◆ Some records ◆

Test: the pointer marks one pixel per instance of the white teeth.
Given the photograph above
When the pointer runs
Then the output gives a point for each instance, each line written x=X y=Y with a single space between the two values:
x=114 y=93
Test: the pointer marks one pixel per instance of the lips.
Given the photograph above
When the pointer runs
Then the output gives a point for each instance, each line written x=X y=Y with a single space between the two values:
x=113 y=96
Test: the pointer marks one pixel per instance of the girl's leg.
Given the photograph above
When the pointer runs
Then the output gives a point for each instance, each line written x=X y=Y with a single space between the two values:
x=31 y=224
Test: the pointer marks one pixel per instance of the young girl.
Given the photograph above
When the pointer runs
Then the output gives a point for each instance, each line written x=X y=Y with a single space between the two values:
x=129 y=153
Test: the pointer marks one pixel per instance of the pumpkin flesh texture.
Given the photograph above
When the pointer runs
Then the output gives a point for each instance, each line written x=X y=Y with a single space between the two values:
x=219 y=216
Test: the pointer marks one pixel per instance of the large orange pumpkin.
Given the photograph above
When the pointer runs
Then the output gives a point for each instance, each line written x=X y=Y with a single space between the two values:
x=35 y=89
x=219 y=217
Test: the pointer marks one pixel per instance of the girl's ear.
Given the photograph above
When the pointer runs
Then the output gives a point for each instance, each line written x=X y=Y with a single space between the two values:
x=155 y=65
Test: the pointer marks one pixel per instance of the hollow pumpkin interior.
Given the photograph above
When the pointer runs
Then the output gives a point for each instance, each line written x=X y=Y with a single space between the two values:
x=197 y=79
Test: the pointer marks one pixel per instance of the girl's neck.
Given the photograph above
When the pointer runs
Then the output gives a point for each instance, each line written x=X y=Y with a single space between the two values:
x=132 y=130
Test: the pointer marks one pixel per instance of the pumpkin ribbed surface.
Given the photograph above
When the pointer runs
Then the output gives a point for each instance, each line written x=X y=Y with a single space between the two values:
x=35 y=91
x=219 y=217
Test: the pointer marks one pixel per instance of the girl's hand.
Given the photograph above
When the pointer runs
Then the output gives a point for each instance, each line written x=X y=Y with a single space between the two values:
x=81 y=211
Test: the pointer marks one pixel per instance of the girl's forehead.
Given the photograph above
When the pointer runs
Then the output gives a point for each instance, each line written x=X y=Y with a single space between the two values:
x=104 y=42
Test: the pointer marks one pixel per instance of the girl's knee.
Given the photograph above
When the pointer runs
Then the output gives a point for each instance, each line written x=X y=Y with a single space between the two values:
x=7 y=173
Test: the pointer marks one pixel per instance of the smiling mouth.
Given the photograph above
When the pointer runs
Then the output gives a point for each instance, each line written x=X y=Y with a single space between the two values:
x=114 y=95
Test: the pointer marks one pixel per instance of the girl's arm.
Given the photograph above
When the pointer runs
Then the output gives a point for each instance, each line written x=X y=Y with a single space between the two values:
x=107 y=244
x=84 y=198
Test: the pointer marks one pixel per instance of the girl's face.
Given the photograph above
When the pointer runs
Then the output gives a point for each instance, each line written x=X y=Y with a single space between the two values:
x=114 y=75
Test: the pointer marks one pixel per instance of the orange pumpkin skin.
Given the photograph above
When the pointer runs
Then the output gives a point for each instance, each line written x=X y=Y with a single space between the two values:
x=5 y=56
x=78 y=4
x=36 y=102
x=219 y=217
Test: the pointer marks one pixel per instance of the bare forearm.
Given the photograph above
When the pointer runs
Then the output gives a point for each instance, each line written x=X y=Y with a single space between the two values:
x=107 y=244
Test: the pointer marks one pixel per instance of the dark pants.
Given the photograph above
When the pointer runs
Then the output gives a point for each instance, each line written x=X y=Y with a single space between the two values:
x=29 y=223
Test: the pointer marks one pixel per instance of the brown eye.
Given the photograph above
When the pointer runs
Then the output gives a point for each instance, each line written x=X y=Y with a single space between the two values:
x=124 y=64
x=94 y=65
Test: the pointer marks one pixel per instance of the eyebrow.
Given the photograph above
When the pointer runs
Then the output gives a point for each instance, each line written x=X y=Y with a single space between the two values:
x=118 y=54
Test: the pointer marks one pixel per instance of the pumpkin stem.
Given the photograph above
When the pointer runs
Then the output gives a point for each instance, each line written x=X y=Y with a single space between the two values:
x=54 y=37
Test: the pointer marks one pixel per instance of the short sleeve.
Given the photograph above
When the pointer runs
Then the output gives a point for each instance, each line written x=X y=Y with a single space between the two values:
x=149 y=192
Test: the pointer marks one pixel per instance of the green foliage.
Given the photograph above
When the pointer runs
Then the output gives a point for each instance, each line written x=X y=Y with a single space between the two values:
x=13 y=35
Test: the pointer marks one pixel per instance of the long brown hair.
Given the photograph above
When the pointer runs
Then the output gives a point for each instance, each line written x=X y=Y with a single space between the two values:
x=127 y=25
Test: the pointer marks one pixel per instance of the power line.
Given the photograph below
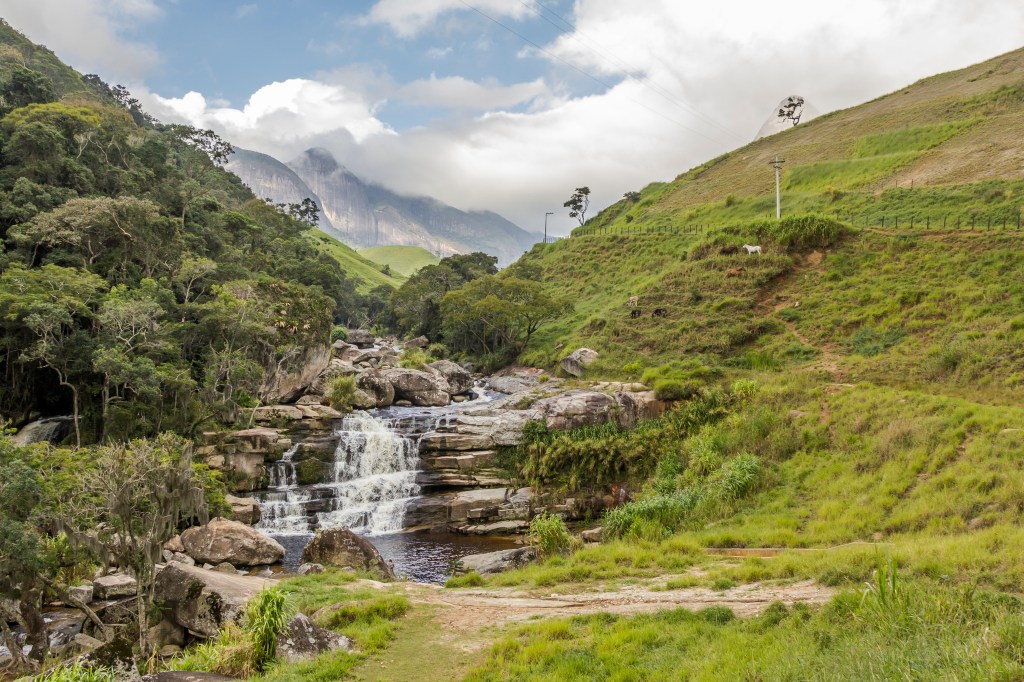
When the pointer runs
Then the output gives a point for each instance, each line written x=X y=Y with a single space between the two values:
x=636 y=74
x=590 y=76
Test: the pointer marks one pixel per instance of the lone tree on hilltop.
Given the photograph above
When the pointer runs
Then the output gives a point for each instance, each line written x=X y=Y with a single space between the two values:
x=578 y=204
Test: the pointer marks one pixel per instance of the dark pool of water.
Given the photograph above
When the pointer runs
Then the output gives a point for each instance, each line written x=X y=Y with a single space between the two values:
x=424 y=557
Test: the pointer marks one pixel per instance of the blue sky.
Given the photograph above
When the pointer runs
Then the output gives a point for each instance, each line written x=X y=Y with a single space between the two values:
x=431 y=97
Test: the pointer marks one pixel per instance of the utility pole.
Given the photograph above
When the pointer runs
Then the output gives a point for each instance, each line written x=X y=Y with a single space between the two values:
x=777 y=165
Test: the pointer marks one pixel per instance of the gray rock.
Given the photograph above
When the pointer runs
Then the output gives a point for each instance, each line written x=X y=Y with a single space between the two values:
x=361 y=338
x=480 y=504
x=289 y=385
x=344 y=549
x=117 y=586
x=81 y=592
x=376 y=384
x=223 y=540
x=244 y=510
x=576 y=363
x=420 y=388
x=304 y=639
x=458 y=379
x=203 y=600
x=510 y=384
x=496 y=562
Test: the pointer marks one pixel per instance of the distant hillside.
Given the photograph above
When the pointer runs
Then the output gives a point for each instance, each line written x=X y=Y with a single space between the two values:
x=368 y=215
x=268 y=178
x=946 y=145
x=404 y=260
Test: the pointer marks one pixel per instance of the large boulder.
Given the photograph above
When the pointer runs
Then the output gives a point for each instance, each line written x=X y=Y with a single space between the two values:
x=577 y=361
x=223 y=540
x=244 y=510
x=496 y=562
x=344 y=549
x=577 y=408
x=420 y=388
x=288 y=385
x=303 y=639
x=115 y=586
x=458 y=379
x=377 y=386
x=361 y=338
x=204 y=601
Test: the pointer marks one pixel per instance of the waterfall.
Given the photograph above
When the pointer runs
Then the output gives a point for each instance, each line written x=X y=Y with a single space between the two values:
x=371 y=479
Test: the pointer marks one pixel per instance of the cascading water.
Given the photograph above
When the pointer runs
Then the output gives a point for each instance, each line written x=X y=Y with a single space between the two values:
x=371 y=480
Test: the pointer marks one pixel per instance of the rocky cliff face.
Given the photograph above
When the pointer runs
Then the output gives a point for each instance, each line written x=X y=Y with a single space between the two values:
x=268 y=178
x=364 y=215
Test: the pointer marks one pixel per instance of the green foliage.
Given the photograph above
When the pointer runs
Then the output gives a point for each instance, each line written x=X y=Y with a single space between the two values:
x=341 y=392
x=549 y=535
x=472 y=579
x=800 y=232
x=947 y=635
x=869 y=341
x=413 y=358
x=265 y=617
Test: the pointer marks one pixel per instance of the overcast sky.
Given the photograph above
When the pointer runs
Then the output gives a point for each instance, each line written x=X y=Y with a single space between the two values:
x=510 y=104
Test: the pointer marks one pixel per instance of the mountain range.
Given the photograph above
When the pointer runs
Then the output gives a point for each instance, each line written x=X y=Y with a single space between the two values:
x=363 y=214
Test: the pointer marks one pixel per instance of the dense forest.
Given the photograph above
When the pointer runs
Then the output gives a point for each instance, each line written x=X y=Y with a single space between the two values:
x=142 y=288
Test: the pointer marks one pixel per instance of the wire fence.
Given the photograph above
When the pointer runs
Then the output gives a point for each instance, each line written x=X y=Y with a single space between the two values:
x=910 y=222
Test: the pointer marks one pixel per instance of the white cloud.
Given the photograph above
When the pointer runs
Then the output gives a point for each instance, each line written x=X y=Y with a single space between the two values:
x=88 y=34
x=245 y=10
x=438 y=52
x=408 y=17
x=458 y=92
x=281 y=118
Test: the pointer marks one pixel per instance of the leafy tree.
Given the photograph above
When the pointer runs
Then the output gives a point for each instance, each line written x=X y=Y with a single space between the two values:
x=578 y=204
x=498 y=313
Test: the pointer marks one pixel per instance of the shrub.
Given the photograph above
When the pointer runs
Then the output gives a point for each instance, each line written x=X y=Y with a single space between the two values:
x=413 y=358
x=869 y=341
x=437 y=351
x=341 y=392
x=550 y=536
x=675 y=389
x=266 y=615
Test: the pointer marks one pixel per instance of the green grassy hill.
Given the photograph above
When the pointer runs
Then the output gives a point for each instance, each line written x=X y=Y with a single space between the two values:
x=855 y=400
x=365 y=271
x=946 y=145
x=401 y=259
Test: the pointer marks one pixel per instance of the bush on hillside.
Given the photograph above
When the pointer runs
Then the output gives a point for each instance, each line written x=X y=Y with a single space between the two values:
x=800 y=232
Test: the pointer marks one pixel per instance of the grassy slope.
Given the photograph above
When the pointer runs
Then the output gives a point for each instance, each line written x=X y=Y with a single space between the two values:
x=890 y=373
x=402 y=259
x=366 y=272
x=960 y=128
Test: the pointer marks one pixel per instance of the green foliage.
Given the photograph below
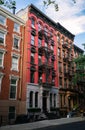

◆ Directions ◆
Quote the part of the data above that opens with the line containing "Test: the pointer marks one pixel per instance of the overcast" and closes with the line containing "x=363 y=214", both ends included, with each line given exactly as it appears.

◆ Expected answer ◆
Test: the pointer marks one pixel per instance of the overcast sky.
Given the photograph above
When the pointer runs
Then the output gives a point for each instance, each line written x=X y=Y with a single space between the two values:
x=510 y=104
Test: the pointer marks one pixel per instance of the mountain range.
Given the photograph above
When the pointer runs
Then the output gives a point for each instance, each line written x=X y=Y with a single space between the two values:
x=363 y=214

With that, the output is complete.